# Excerpt
*** Begin section ***

For most of my adult life I have looked out at the world from massive cities. Recently, however, I moved to rural Western Massachusetts. I am using this time of transition from metropolis to hamlet to reflect on what I will affectionately call “the progress narrative”. This is the celebrated idea that we (in the western world at least) can expect technological innovation to construct a better and more modern society on into the future. One favorite metric of this tempo among computer lovers is Moore’s Law, referring to the prediction that the number of transistors that can be placed inexpensively on an integrated circuit will continue to double approximately every two years. Today I mull over what I have often wondered, what compels us to make and then adopt the next new thing, over and over again? Is this impulse somehow hard wired?
Two days ago, I took that first walk on the footpath near my house that leads to the Norwottuck Rail Trail. I decided that to get at the heart of what drives our ideas about progress and propels us to use new gadgets, I should look more closely at ideas that frame the relationship between people, technology, and nature. This line of inquiry might occur to you too if you encountered what I did: the technology of another species.
As I clomped along the raised path built of wooden boards splayed across a marsh and then a frozen pond, I came upon what I first thought was a job half-done by lazy woodmen. All along the path were partially downed trees with their trunks whittled away, some successfully down and lying every which way, and others still standing but on a scanty bit of kindling. Blond woodchips of the shape and size I imagined a hand axe might make littered the ground. Looking closer, I realized that this logging-in-progress was instead the work of a passel of nocturnal, semi-aquatic rodents. Some of the trees were pretty big for even a person to chop down by hand, so gnawing…. forget about it. What at first appeared to be the work of lackadaisical humans is in fact a natural feat. What on Earth compels beavers build dams?

*** End section ***

# Dataset extract

*** Begin section ***

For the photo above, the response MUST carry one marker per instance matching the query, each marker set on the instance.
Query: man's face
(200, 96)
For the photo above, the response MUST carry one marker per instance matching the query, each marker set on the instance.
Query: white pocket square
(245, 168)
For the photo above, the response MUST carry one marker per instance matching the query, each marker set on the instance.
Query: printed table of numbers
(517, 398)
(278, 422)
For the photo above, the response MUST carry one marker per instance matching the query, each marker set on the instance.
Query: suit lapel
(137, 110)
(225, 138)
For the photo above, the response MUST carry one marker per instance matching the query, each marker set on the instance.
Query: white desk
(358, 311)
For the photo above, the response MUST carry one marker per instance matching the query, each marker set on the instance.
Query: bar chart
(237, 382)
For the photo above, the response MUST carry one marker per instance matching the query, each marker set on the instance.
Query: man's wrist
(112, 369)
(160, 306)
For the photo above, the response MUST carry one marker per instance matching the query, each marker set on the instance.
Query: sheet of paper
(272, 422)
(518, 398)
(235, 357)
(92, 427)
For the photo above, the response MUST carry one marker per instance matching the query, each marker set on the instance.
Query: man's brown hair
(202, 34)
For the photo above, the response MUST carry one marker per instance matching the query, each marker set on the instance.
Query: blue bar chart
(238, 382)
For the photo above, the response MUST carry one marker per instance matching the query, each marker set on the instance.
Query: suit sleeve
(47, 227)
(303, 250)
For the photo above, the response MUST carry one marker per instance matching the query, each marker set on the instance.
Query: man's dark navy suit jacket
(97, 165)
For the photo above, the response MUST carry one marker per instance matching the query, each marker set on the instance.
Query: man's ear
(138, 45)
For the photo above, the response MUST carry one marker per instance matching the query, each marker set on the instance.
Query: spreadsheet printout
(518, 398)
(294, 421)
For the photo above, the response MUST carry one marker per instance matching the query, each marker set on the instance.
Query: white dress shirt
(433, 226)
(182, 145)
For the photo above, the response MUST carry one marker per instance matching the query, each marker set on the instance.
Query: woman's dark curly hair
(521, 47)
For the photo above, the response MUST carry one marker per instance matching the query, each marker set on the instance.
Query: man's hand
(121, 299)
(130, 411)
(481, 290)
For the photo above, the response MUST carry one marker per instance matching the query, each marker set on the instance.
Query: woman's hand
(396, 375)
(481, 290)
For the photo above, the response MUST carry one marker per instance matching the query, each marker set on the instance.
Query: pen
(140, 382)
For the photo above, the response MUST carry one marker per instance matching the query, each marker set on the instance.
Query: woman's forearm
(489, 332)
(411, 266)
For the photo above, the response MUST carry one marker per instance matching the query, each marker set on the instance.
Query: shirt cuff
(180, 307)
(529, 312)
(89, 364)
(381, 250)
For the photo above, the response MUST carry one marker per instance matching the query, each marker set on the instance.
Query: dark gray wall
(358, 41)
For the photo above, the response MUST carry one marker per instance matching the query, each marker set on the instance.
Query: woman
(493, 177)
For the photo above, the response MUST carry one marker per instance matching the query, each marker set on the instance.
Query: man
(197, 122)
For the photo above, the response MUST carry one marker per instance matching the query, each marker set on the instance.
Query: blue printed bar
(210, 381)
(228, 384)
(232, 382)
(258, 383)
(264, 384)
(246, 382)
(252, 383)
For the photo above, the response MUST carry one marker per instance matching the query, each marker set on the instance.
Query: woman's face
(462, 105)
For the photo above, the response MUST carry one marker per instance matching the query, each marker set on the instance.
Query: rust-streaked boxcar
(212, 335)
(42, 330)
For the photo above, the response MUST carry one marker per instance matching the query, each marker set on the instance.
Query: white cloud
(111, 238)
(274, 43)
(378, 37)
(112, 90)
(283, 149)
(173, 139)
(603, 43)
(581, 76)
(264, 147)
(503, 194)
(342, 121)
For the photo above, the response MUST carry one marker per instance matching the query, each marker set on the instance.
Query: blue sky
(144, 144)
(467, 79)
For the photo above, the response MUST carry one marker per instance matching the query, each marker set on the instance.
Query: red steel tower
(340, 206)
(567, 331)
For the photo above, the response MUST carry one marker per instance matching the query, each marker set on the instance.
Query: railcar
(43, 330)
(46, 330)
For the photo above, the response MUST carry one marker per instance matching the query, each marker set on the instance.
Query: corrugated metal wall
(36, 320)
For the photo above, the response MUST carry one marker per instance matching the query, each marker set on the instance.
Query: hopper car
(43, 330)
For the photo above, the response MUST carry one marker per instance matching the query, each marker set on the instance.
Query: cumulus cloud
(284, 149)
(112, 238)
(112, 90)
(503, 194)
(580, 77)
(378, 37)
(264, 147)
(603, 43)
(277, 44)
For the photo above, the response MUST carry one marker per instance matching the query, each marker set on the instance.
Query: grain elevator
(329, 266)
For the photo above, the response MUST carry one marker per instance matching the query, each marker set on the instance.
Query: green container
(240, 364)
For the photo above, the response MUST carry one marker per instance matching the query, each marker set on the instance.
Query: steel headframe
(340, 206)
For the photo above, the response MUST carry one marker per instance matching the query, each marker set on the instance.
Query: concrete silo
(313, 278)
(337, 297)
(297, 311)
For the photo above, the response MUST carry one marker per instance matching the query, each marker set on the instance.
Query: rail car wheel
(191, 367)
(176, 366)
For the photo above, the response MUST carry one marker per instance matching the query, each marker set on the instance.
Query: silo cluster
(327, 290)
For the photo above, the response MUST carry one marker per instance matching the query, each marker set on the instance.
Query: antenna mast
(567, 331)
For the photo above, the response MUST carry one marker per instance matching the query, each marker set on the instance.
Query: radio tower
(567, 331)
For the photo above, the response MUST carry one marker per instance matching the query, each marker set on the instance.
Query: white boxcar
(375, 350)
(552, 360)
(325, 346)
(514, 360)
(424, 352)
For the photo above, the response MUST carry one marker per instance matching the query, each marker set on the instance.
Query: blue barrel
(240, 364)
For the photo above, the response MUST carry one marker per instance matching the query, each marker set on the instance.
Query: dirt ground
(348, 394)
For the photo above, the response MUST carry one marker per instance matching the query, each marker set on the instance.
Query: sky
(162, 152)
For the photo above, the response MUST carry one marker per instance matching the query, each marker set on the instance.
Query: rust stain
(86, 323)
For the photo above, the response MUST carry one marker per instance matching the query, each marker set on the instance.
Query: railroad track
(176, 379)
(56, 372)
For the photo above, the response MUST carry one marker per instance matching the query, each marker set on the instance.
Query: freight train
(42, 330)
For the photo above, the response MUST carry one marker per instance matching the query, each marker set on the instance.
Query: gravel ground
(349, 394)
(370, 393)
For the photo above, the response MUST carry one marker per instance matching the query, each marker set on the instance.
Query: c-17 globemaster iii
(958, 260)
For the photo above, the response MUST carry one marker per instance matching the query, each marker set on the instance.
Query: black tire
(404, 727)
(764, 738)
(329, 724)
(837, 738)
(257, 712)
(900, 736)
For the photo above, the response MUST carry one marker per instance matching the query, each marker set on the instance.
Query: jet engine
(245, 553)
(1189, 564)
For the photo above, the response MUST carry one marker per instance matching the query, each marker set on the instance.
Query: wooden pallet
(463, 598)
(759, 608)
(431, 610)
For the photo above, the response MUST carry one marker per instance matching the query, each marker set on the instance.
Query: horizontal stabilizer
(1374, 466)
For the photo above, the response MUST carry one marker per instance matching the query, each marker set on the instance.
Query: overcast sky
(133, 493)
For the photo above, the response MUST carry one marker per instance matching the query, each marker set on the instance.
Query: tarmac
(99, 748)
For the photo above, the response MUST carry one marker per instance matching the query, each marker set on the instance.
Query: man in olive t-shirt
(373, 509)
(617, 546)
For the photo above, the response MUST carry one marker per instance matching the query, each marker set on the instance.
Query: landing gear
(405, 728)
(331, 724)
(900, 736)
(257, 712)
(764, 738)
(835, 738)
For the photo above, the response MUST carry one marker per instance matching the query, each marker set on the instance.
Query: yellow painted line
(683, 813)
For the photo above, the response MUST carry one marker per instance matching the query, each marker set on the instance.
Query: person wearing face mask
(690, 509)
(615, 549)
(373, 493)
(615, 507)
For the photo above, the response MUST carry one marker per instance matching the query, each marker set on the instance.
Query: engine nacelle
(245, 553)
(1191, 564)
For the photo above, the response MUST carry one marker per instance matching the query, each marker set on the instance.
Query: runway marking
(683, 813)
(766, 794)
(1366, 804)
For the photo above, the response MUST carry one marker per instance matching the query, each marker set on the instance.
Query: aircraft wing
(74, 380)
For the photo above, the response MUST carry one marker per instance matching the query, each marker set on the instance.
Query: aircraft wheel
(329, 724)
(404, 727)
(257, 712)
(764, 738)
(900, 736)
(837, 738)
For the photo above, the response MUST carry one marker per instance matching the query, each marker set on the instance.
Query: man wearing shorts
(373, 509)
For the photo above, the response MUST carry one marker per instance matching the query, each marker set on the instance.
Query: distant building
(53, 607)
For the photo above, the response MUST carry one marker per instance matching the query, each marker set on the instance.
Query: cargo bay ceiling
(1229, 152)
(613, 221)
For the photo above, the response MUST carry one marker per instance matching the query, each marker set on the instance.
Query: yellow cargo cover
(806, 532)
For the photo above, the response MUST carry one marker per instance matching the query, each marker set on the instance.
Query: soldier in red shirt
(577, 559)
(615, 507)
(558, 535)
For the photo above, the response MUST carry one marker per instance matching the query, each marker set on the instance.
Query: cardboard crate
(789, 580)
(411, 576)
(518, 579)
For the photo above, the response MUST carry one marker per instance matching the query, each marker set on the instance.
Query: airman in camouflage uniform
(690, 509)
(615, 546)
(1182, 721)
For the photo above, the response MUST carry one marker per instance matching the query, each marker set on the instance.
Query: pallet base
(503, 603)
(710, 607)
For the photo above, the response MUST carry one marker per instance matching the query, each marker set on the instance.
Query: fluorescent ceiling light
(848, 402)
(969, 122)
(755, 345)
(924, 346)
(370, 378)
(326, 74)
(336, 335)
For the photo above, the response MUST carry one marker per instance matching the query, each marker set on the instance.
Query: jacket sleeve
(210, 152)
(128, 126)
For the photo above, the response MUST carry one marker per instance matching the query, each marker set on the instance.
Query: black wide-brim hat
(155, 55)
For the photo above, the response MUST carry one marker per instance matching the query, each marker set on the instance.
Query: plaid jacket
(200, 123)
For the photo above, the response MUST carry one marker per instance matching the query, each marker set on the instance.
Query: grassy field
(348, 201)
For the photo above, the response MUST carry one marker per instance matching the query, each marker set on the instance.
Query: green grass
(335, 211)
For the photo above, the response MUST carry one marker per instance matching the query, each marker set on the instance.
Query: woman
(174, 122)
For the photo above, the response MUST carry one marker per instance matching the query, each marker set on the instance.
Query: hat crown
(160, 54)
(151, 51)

*** End section ***

# Problem description
Copy out the whole passage on the progress narrative and the beavers, word for word.

# Solved exercise
For most of my adult life I have looked out at the world from massive cities. Recently, however, I moved to rural Western Massachusetts. I am using this time of transition from metropolis to hamlet to reflect on what I will affectionately call “the progress narrative”. This is the celebrated idea that we (in the western world at least) can expect technological innovation to construct a better and more modern society on into the future. One favorite metric of this tempo among computer lovers is Moore’s Law, referring to the prediction that the number of transistors that can be placed inexpensively on an integrated circuit will continue to double approximately every two years. Today I mull over what I have often wondered, what compels us to make and then adopt the next new thing, over and over again? Is this impulse somehow hard wired?
Two days ago, I took that first walk on the footpath near my house that leads to the Norwottuck Rail Trail. I decided that to get at the heart of what drives our ideas about progress and propels us to use new gadgets, I should look more closely at ideas that frame the relationship between people, technology, and nature. This line of inquiry might occur to you too if you encountered what I did: the technology of another species.
As I clomped along the raised path built of wooden boards splayed across a marsh and then a frozen pond, I came upon what I first thought was a job half-done by lazy woodmen. All along the path were partially downed trees with their trunks whittled away, some successfully down and lying every which way, and others still standing but on a scanty bit of kindling. Blond woodchips of the shape and size I imagined a hand axe might make littered the ground. Looking closer, I realized that this logging-in-progress was instead the work of a passel of nocturnal, semi-aquatic rodents. Some of the trees were pretty big for even a person to chop down by hand, so gnawing…. forget about it. What at first appeared to be the work of lackadaisical humans is in fact a natural feat. What on Earth compels beavers build dams?